**Text excerpt:**
Troubling new details arise over informant’s murder
BY KIM JANSSEN AND FRANK MAIN | STAFF REPORTERS June 8, 2013 9:40AM
Paris Poe | FBI photo
Updated: July 10, 2013 6:22AM
The feds called him a “cooperating source.”
But the drug dealers, gun runners and murderers he was cooperating against have a harsher word for folks like Keith Daniels.
And on April 14, snitching likely cost the 27-year-old his life.
Gunned down outside his Dolton home, allegedly by a parolee in front of his terrified girlfriend and child, Daniels was killed for his role in the front line of Chicago’s war against gangs, authorities said.
Now — just days after U.S. Sen. Mark Kirk (R-Ill.) called for a federal crackdown on 18,000 members of the Gangster Disciples — troubling new details have been uncovered by the Sun-Times about the events leading to Daniels’ murder.
They appear to raise serious questions about the FBI’s ability to protect the informants it will rely upon in any fresh assault on Chicago’s decades-old gang culture, and about the state’s ability to keep tabs on the thousands of violent parolees walking the city’s streets.
That’s because the gang leader suspected of killing Daniels — and of at least three other recent unsolved murders — was supposed to be more than 25 miles away, under house arrest, wearing an Illinois Department of Corrections electronic monitoring ankle bracelet when he allegedly shot Daniels multiple times.
Instead, the suspect in the slaying — Paris Poe — had gone on the run four days earlier, likely cutting off his ankle bracelet within hours of learning that Daniels was working with the FBI in a major undercover investigation.
There was compelling evidence that Daniels’ cover had been blown, according to court records and sources.
And the feds knew that Poe, who had both a history of allegedly threatening witnesses and reason to hurt Daniels, was on the lam.
But they could neither catch Poe in time, nor, authorities believe, keep him from Daniels,
Poe was only finally caught on May 2 near Madison, Wis., following a wild manhunt that saw several schools locked down.
He has yet to be charged with the murder of Daniels or anyone else.
It’s a case the FBI is reluctant to discuss. Asked detailed questions this week about the murder and its fallout, including whether the FBI can protect its informants in the light of Daniels’ death, or whether Daniels critically compromised himself, FBI spokeswoman Joan Hyde declined to comment, citing an ongoing investigation.
But a review of court, prison and police records and information from multiple law enforcement sources paints a disturbing picture.
A small-time crook charged 16 times for everything from assault and battery to drug offenses, Daniels was never convicted of a felony.
He started work as a Chicago Police and FBI informant after a May 2011 arrest, and proved himself a reliable informant in numerous cases, including murders, a special agent wrote in a recent court filing. The FBI paid him a total of $28,000 and helped him relocate 15 miles south to Dolton.
Soon, he was wearing a wire against the “Hobos,” a so-called “supergang” composed of members of the Gangster Disciples and other gangs.
The Hobos were in the heroin, gun and murder business. Over the last decade, the crew also specialized in robbing NBA players, police sources said. Investigators, for example, believe the crew was responsible for robbing then-NBA star Antoine Walker of a $55,000 watch outside a near West Side restaurant in 2000.
It was a lucrative racket that allowed one high-ranking Hobo to bet more than $1 million in Las Vegas and Dominican Republic casinos, according to court papers.

**Entries provided:**
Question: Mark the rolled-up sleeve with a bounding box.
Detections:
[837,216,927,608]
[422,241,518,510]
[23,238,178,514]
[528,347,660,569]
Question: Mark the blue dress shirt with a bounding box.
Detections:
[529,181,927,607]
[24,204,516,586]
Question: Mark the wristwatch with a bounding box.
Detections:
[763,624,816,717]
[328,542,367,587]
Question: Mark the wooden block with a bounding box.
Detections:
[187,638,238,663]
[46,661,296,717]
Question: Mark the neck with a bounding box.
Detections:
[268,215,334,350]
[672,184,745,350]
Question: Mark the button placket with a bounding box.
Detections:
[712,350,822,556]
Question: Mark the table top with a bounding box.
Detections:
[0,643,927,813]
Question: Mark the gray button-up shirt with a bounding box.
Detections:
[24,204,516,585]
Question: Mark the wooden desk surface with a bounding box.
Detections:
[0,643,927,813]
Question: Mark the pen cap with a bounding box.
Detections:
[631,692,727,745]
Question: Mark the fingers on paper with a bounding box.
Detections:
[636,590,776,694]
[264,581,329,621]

--

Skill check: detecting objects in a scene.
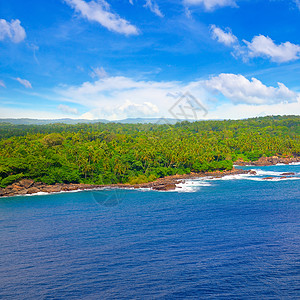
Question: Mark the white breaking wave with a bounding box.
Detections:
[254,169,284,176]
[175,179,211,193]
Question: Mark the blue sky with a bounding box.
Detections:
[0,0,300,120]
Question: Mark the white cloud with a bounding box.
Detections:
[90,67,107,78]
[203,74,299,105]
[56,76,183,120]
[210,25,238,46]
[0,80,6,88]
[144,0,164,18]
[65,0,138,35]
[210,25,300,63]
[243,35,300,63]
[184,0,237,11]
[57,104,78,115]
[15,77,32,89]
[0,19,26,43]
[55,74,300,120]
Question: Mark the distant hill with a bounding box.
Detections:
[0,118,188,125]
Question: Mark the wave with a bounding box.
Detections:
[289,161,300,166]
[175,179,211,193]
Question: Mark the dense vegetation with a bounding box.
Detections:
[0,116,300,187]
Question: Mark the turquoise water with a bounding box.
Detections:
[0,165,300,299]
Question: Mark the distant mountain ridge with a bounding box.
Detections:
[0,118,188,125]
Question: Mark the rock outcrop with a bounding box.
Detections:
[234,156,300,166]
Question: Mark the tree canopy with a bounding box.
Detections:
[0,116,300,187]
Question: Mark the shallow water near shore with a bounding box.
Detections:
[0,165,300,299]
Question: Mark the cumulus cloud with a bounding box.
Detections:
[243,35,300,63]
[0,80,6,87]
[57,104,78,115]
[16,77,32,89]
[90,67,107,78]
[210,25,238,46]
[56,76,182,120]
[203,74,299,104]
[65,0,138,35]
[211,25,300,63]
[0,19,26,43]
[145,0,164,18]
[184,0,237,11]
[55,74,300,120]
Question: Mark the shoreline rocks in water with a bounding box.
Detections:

---

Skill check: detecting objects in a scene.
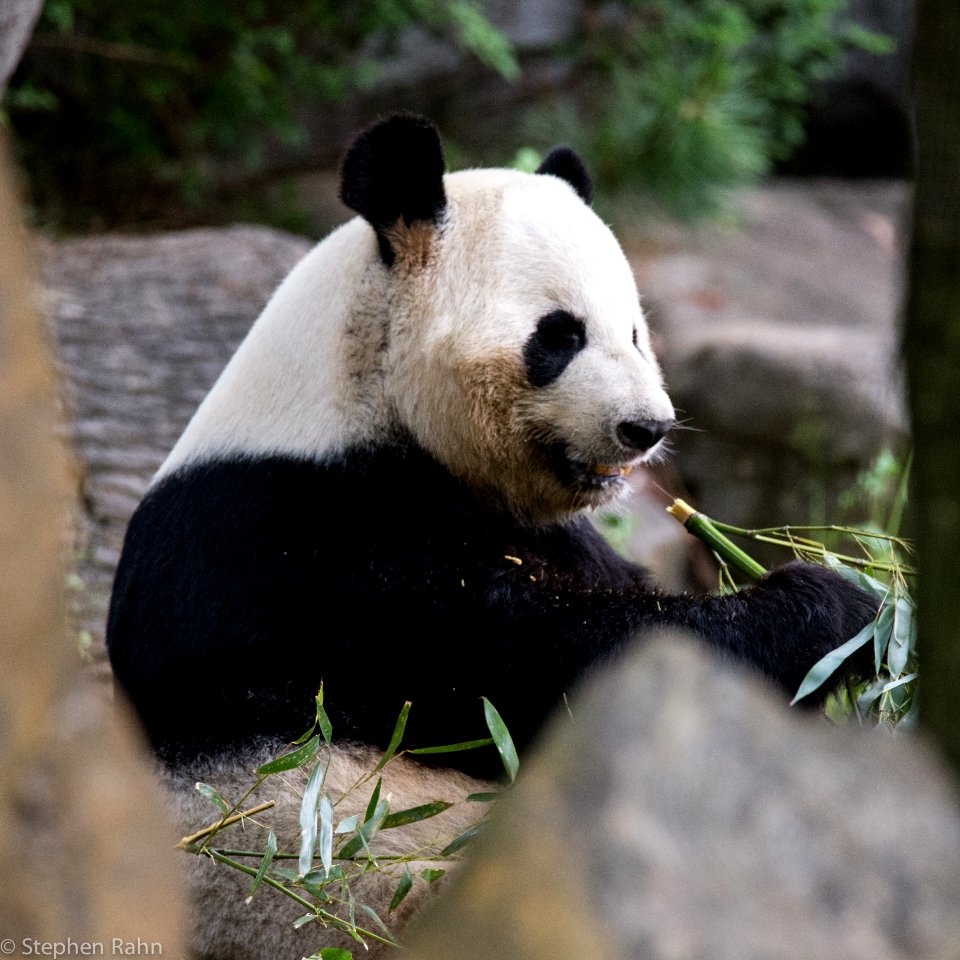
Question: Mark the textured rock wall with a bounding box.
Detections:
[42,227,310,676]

**Work to do:**
[A] In the article on Keith Daniels' murder, what total amount did the FBI pay Daniels?
[B] List every line of criminal business that the article on Keith Daniels' murder attributes to the Hobos.

**Task solutions:**
[A] $28,000

[B] Heroin, guns, murder, and robbing NBA players.